## [READING PASSAGE]

■ ■ ■ ■

WHAT is termed Plymouth civil township comprises all of congressional township ninety one, range forty six.
It was constituted in August, 1858, when the county was organized. Plymouth then covered the entire domain of the
county, but in 1860 Lincoln was created, which divided the territory, leaving Plymouth to be described as follows:
Township ninety, ranges forty three, forty four, forty five and forty six; township ninety one, ranges forty three,
forty four, forty five and forty six; township ninety three, ranges forty three and forty four. As now constituted
Plymouth is situated south of Washington, west of Stanton, north of Hungerford and east of Liberty townships.
It is one of the most highly cultivated and most desirable portions of the county. It is well supplied with numerous
small streams, including the Floyd river, in the central part, and the West fork of that stream, which enters the
territory on section two. The population of the township in 1885, was 400, but is now several hundred greater.

■ ■ ■ ■

## [DATASET]
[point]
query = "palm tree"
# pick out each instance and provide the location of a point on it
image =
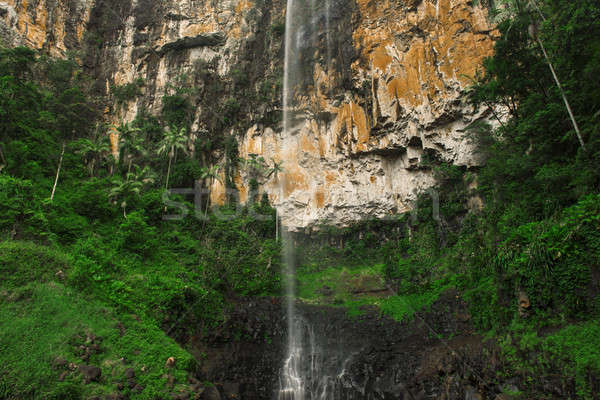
(172, 141)
(145, 175)
(130, 144)
(93, 150)
(510, 9)
(124, 190)
(211, 174)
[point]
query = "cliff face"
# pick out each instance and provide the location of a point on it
(383, 89)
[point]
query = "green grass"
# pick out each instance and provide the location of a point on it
(43, 321)
(24, 262)
(577, 348)
(339, 286)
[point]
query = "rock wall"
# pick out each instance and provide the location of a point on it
(55, 26)
(385, 88)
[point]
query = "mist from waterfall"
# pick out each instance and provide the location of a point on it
(301, 375)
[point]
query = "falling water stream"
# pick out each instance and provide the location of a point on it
(303, 374)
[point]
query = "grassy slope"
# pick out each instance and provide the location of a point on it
(42, 320)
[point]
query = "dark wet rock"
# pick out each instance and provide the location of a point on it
(60, 363)
(90, 373)
(202, 40)
(211, 393)
(129, 373)
(231, 390)
(131, 382)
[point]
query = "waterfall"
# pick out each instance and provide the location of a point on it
(304, 375)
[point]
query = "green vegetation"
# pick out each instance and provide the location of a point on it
(85, 251)
(99, 259)
(528, 261)
(128, 91)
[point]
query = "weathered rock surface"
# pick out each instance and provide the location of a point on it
(434, 356)
(384, 88)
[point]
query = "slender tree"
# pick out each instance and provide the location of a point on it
(173, 140)
(93, 150)
(210, 175)
(124, 190)
(510, 10)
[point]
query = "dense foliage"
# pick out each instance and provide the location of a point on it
(86, 238)
(528, 259)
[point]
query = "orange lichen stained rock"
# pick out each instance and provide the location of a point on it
(456, 38)
(319, 198)
(293, 181)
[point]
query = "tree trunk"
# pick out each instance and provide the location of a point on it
(276, 225)
(168, 173)
(564, 96)
(2, 156)
(62, 154)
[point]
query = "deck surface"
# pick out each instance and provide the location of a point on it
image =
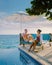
(43, 56)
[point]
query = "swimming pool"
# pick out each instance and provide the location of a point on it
(11, 55)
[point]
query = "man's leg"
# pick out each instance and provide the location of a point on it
(35, 43)
(31, 46)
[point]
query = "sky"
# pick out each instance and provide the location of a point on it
(8, 10)
(13, 6)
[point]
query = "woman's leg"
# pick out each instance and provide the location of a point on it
(35, 43)
(31, 46)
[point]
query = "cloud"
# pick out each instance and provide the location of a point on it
(11, 25)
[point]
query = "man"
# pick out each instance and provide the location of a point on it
(25, 37)
(37, 41)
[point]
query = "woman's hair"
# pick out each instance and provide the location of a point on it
(39, 30)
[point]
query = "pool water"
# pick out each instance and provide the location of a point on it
(10, 54)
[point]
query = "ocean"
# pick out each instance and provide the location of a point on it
(12, 41)
(9, 52)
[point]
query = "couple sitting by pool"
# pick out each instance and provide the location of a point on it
(27, 38)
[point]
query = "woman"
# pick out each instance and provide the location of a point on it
(38, 40)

■ ■ ■ ■

## [JOBS]
a: Which townships does the Plymouth township passage name as bordering Plymouth as it is now constituted?
b: According to the Plymouth township passage, why did Plymouth stop covering the entire county?
c: Print the stretch of the Plymouth township passage from "It was constituted" through "of Liberty townships.".

## [EXPECTED ANSWERS]
a: Washington, Stanton, Hungerford, and Liberty.

b: In 1860 Lincoln was created, which divided the county's territory. That left Plymouth with a smaller area made up of parts of townships ninety, ninety-one, and ninety-three.

c:
It was constituted in August, 1858, when the county was organized. Plymouth then covered the entire domain of the
county, but in 1860 Lincoln was created, which divided the territory, leaving Plymouth to be described as follows:
Township ninety, ranges forty three, forty four, forty five and forty six; township ninety one, ranges forty three,
forty four, forty five and forty six; township ninety three, ranges forty three and forty four. As now constituted
Plymouth is situated south of Washington, west of Stanton, north of Hungerford and east of Liberty townships.